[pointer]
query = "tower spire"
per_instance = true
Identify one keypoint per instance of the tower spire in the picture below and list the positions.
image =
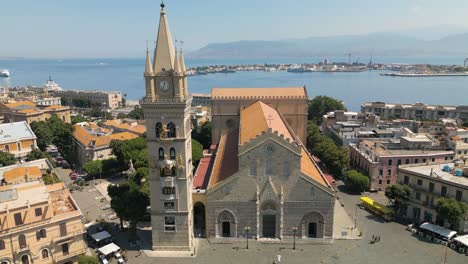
(182, 61)
(149, 67)
(164, 51)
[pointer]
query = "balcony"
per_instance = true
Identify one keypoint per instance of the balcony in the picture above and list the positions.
(59, 257)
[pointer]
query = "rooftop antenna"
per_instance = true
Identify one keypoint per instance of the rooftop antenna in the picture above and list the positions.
(270, 117)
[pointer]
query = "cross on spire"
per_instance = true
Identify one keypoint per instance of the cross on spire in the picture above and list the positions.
(270, 118)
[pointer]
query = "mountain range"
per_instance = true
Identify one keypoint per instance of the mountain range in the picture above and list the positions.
(378, 44)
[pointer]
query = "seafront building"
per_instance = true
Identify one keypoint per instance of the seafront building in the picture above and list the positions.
(25, 172)
(431, 182)
(17, 138)
(379, 158)
(28, 111)
(40, 224)
(261, 178)
(93, 142)
(417, 111)
(125, 125)
(104, 99)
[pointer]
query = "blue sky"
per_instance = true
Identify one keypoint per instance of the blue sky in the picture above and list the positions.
(120, 28)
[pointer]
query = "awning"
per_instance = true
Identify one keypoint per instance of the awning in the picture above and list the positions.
(447, 233)
(109, 249)
(101, 236)
(462, 240)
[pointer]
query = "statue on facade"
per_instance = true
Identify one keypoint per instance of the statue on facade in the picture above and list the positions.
(180, 162)
(164, 132)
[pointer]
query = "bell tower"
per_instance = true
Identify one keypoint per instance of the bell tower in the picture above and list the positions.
(168, 131)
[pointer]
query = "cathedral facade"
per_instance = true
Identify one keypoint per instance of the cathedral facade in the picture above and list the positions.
(256, 180)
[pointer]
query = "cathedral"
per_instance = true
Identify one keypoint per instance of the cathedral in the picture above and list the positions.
(256, 180)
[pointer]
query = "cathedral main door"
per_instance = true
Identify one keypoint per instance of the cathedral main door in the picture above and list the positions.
(269, 226)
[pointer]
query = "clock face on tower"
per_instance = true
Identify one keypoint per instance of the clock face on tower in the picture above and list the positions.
(164, 85)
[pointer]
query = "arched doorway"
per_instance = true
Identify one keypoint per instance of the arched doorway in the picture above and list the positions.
(226, 224)
(268, 220)
(313, 225)
(199, 220)
(25, 259)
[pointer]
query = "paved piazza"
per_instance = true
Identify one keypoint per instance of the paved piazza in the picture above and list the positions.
(397, 245)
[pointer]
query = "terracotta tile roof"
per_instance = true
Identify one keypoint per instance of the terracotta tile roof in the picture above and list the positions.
(82, 135)
(202, 175)
(226, 161)
(258, 118)
(28, 111)
(118, 124)
(250, 93)
(55, 107)
(30, 172)
(309, 168)
(20, 103)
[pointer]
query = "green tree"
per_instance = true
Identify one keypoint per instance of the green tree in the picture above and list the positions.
(118, 203)
(197, 152)
(93, 168)
(321, 105)
(398, 195)
(35, 154)
(83, 259)
(50, 178)
(357, 181)
(137, 113)
(43, 133)
(7, 158)
(451, 210)
(78, 119)
(204, 135)
(137, 203)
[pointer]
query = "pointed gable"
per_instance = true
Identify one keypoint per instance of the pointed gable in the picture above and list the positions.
(258, 118)
(164, 52)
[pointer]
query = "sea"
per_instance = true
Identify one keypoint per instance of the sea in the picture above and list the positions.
(126, 76)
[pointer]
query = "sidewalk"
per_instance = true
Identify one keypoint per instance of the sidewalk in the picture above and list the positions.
(343, 225)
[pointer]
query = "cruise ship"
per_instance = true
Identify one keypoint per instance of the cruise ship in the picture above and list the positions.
(50, 85)
(4, 73)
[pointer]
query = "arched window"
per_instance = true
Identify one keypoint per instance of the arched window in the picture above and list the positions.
(286, 168)
(172, 130)
(172, 153)
(161, 153)
(41, 234)
(168, 190)
(158, 129)
(253, 168)
(22, 241)
(268, 167)
(25, 259)
(45, 253)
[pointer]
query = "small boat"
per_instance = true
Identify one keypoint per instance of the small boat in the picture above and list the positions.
(4, 73)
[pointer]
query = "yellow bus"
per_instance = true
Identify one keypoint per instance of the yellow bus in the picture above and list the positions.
(377, 208)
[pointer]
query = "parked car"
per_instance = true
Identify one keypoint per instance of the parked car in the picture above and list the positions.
(103, 259)
(119, 258)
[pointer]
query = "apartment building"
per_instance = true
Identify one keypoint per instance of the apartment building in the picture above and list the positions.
(417, 111)
(429, 183)
(17, 138)
(28, 111)
(93, 142)
(104, 99)
(379, 159)
(39, 224)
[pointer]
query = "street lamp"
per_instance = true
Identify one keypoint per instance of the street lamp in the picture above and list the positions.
(294, 237)
(247, 230)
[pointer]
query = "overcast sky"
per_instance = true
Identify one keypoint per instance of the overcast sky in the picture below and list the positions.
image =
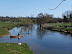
(25, 8)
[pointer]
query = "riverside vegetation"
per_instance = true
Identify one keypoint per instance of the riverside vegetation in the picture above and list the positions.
(13, 48)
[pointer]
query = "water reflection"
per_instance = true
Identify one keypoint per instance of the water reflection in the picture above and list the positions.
(41, 41)
(41, 33)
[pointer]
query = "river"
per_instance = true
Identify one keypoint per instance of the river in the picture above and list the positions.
(41, 41)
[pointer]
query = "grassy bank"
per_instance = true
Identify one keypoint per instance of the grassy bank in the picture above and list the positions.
(4, 26)
(13, 48)
(63, 26)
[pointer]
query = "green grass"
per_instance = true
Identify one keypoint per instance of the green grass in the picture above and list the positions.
(59, 26)
(13, 48)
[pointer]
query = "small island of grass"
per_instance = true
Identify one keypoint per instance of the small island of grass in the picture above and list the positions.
(13, 48)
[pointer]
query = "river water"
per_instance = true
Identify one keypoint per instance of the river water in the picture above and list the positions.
(41, 41)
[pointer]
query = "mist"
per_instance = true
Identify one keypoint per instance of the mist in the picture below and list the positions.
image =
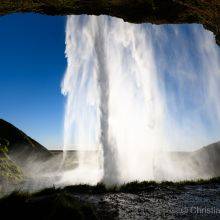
(134, 93)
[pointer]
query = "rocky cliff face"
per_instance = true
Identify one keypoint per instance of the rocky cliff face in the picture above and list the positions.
(206, 12)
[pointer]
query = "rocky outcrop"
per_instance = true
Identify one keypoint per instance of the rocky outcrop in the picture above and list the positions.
(206, 12)
(19, 145)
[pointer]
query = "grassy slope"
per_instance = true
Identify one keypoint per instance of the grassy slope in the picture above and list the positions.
(20, 143)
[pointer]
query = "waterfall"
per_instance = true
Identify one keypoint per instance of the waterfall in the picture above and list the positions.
(134, 91)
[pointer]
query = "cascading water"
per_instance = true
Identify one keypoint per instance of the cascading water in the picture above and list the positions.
(134, 91)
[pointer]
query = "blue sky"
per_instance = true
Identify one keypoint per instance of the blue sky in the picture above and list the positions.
(32, 64)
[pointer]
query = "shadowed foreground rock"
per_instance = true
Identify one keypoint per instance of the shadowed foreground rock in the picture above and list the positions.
(206, 12)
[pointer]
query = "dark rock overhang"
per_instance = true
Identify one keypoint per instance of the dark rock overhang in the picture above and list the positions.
(205, 12)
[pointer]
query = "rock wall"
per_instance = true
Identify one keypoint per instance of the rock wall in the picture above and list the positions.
(206, 12)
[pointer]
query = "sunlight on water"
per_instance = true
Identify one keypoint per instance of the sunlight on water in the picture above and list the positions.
(135, 91)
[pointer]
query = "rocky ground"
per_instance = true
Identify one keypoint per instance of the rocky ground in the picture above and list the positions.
(197, 202)
(148, 200)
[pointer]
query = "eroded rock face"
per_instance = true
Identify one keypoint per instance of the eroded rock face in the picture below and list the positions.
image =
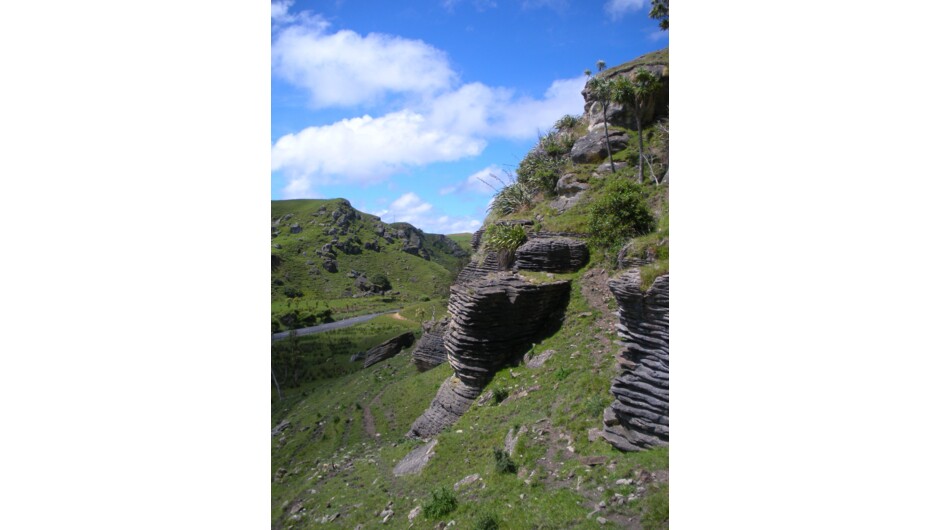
(592, 147)
(655, 63)
(493, 320)
(476, 270)
(551, 255)
(430, 352)
(639, 417)
(453, 399)
(388, 349)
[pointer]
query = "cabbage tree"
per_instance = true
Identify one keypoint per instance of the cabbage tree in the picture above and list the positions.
(637, 92)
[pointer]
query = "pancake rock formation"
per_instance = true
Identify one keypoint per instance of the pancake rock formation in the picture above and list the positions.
(430, 352)
(639, 417)
(493, 320)
(388, 349)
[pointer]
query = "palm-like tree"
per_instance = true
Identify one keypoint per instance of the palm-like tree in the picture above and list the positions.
(601, 88)
(660, 10)
(636, 91)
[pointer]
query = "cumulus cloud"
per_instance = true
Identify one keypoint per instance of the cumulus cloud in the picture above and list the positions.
(367, 149)
(347, 69)
(618, 8)
(410, 208)
(442, 122)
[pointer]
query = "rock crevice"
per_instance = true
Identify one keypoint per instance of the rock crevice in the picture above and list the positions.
(639, 417)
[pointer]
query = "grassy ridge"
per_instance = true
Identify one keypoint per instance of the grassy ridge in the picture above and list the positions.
(303, 287)
(557, 404)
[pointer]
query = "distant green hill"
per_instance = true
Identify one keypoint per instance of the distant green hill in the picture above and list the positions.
(329, 260)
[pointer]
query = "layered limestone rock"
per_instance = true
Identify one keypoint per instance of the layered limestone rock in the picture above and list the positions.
(388, 349)
(430, 352)
(453, 399)
(493, 321)
(475, 270)
(639, 417)
(551, 255)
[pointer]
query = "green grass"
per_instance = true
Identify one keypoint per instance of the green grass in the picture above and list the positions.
(300, 269)
(396, 394)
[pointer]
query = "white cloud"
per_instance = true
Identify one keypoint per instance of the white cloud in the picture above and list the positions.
(347, 69)
(410, 208)
(441, 122)
(366, 149)
(618, 8)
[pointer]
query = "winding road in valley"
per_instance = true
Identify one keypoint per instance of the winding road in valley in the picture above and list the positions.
(339, 324)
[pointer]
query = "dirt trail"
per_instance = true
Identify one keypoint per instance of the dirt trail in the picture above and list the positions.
(368, 419)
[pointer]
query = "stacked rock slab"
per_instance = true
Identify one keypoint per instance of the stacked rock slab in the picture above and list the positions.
(639, 417)
(430, 352)
(551, 255)
(388, 349)
(492, 320)
(474, 270)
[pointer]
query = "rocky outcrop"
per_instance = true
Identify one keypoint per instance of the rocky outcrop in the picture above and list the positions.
(493, 321)
(475, 270)
(430, 352)
(592, 147)
(453, 399)
(639, 417)
(551, 255)
(658, 64)
(388, 349)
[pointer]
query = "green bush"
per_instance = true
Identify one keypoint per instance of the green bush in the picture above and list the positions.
(619, 214)
(504, 464)
(292, 292)
(568, 121)
(486, 521)
(541, 167)
(442, 503)
(381, 281)
(513, 197)
(504, 237)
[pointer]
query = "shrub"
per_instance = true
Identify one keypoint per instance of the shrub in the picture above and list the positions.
(292, 292)
(504, 464)
(619, 214)
(442, 503)
(504, 237)
(381, 281)
(541, 167)
(568, 121)
(513, 197)
(486, 521)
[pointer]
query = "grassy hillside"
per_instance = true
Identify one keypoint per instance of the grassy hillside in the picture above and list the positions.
(339, 438)
(308, 235)
(346, 434)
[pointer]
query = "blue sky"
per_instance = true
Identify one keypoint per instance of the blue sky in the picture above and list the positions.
(403, 107)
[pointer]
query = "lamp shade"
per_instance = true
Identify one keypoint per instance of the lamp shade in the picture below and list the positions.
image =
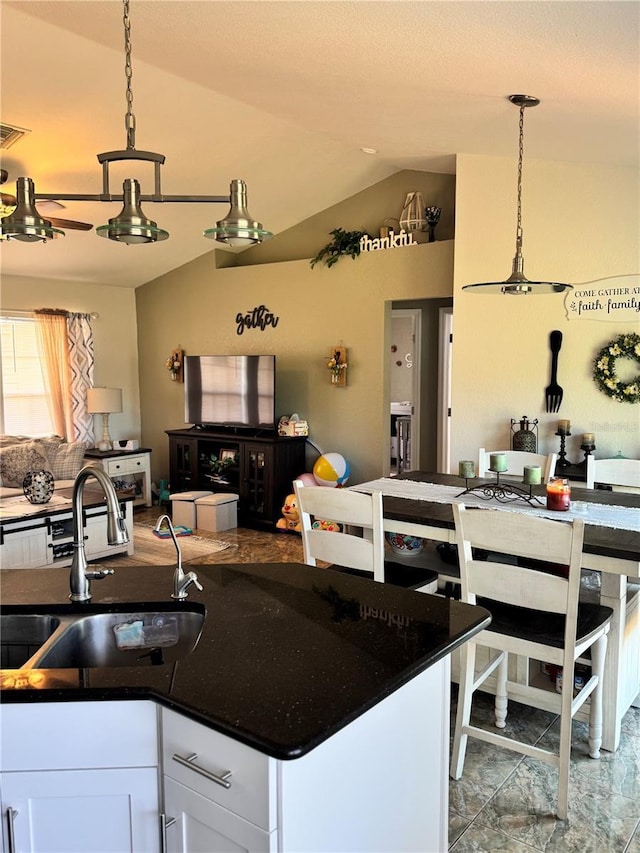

WORK REQUEST: Go through the records above, find every line with the word "shade", and list those lines.

TASK RESPONSE:
query = "lamp shade"
Identify one keypoint per instance of the lamp shade in the picture below and list the positions.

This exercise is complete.